### Job
How many lines in the entries below contain the word "hand"? Reply with the number only.

### Input material
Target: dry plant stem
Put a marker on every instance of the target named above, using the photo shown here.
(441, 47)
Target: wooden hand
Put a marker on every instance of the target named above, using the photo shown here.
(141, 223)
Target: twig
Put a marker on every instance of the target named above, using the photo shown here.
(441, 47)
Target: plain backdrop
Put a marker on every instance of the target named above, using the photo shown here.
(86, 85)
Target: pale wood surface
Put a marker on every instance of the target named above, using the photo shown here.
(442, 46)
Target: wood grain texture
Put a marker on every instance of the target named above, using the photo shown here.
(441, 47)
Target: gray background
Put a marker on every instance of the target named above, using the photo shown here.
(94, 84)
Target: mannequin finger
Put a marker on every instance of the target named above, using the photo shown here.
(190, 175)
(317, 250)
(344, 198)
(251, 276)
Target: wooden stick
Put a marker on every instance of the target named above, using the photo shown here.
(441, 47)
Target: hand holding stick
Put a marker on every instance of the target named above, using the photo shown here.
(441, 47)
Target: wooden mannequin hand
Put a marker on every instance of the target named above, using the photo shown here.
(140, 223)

---

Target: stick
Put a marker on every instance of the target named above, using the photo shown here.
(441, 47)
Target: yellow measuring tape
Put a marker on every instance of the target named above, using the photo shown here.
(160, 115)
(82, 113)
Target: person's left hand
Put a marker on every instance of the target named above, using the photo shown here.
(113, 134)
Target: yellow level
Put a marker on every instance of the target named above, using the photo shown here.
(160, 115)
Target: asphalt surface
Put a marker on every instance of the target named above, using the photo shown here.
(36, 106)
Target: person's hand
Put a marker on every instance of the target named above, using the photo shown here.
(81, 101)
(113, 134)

...

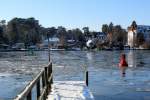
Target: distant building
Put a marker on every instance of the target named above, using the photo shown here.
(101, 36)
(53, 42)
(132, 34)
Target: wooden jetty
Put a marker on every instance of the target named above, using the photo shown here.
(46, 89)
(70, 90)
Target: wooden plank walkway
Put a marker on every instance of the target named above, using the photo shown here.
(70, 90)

### Answer to the problem
5